Just so we all know for sure what you are describing, is it a Lynx (Bobcat) or a Skunk (Polecat)?


----------



## capnjoe

We call them all sort of things down here, Henry. It's a bobcat. Lynx Rufus or some such thing. We call them polecats if they're stretched out and tacked to one.
I intend to make that happen. Reluctantly.


----------



## Henry the Hermit

capnjoe said:


> We call them all sort of things down here, Henry. It's a bobcat. Lynx Rufus or some such thing. We call them polecats if they're stretched out and tacked to one.
> I intend to make that happen. Reluctantly.


I know that regional names can vary. In East Texas, a Polecat is a Skunk, or a politician.


----------



## capnjoe

I heard the term used for weasels too. But , the politician thing, now that holds a lot of water.


----------



## lightgeoduck

Yeah I would say just shoot him with a rifle or a shotgun.. I know that would be my choice if I were back in FLA where my firearms are...

just saying









LGD


----------



## capnjoe

Listen to this angry critter.





I might relocate the putty tat. These folks said they did. But I'd have to pay the city to do it. I think it's like 80 bucks, plus the three chickens. Well, four if I want to trap it on the first go 'round.

That's the exact trap I have currently.


----------



## jskeen

capnjoe said:


> But I'd have to pay the city to do it. I think it's like 80 bucks, plus the three chickens. Well, four if I want to trap it on the first go 'round.


A 22 round is much cheaper, like about $.08 vs $80.00 and you get a nice furry tablecloth or headrest cover out of it


----------



## Charles

I had problems with feral housecats on my farm ... they regularly killed chickens and even went after new born lambs. My farm was on a river, and all sorts of critters ran the river valley. If I found chicken remains, I made a blind cubby using the remains as bait, and used a Connebear trap:

http://www.cabelas.ca/store/?section=1190&section2=1326&section3=1505

Cats are very tough. I have found them alive in the Connebear and had to dispatch them myself. I preferred to shoot them with a .22 hornet if I could spot them ... it was a reliable weapon, but unless shot in the head, the cat would always run 50 to 100 yards.

A bobcat or a lynx is much too tough for a slingshot. Trap them and then shoot them. Just my opinion ....

Cheers ...... Charles


----------



## Imperial

im just remembering a previous post of yours elsewhere , does this mean youll stop throwing eggs into the forest ?


----------



## Charles

Imperial said:


> im just remembering a previous post of yours elsewhere , does this mean youll stop throwing eggs into the forest ?


Sorry ... if that is a reference to me, I remain mystified ....

Cheers ..... Charles


----------



## jskeen

Charles said:


> im just remembering a previous post of yours elsewhere , does this mean youll stop throwing eggs into the forest ?


Sorry ... if that is a reference to me, I remain mystified ....

Cheers ..... Charles
[/quote]

Hey Charles  Not you, one of joe's earlier posts here
http://slingshotforum.com/topic/17771-cracked-eggs/


----------



## WILD BILL

Yes, Bobcats can be eaten and are enjoyed by quite a few people. There are several links in the "Predator Hunting" world that does give recipes.

Your tasks:
**A.** According to the bobcat thread, what is a polecat in East Texas?
**B.** Continue the bobcat forum thread from the last post.

Provided material:
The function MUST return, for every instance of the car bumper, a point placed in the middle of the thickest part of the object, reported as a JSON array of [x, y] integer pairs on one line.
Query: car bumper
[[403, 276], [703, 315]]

Outputs by task:
**A.** A skunk, or a politician.

**B.**
Here is just link that you might want to take a look at

http://www.predatorwild.com/topic/1573-bobcat-recipe/

Enjoy!

Bill


----------



## LVO

Green Chile and Bobcat burritos! mmmmm..
Cap'n, I would do like jskeen said, try to find taxidermist nearby, trap it, either kill it yourself or have the taxidermist come get it "fresh on the hoof" 
-Larry


----------



## capnjoe

Imperial said:


> im just remembering a previous post of yours elsewhere , does this mean youll stop throwing eggs into the forest ?


 What else am I supposed to do with them? I'm not walking back into the house with a cracked and leaking egg! I'll get yelled at by Ma!
No, I won't do that again. I'll put them in the trash can outside.

I intend to trap it. My wife wants me to then build an 8ft fence to enclose the chickens. "With some razor wire!" she said.


----------



## WILD BILL

capnjoe said:


> im just remembering a previous post of yours elsewhere , does this mean youll stop throwing eggs into the forest ?


 What else am I supposed to do with them? I'm not walking back into the house with a cracked and leaking egg! I'll get yelled at by Ma!
No, I won't do that again. I'll put them in the trash can outside.

I intend to trap it. My wife wants me to then build an 8ft fence to enclose the chickens. "With some razor wire!" she said.
[/quote]

Why don't you use a small solar charged electric fence charger to deter the cats. You can be quite creative with electric.A couple of "Jolt Pads" placed in good areas work well. The fence charger works good and is safe.

I once read of a guy that was having problems with critters in his trash and made a "Jolt pad" around the cans. The only problem with his plan was that he hooked it up straight to 120 volts from a cord to his garage. When he woke up to no power, he found his neighbors "fried dog" on the pad. and breakers blown, wires melted.

The cracked and rotten eggs aren't what is attracting the cats.

Raccoons/Coyotes keep my chickens thinned out.

Bill


----------



## capnjoe

I've considered electricity, Bill. I am sure it would work for the raccoons, but the bobcat snatches them from the yard as they roam free. The eggs might attract raccoons....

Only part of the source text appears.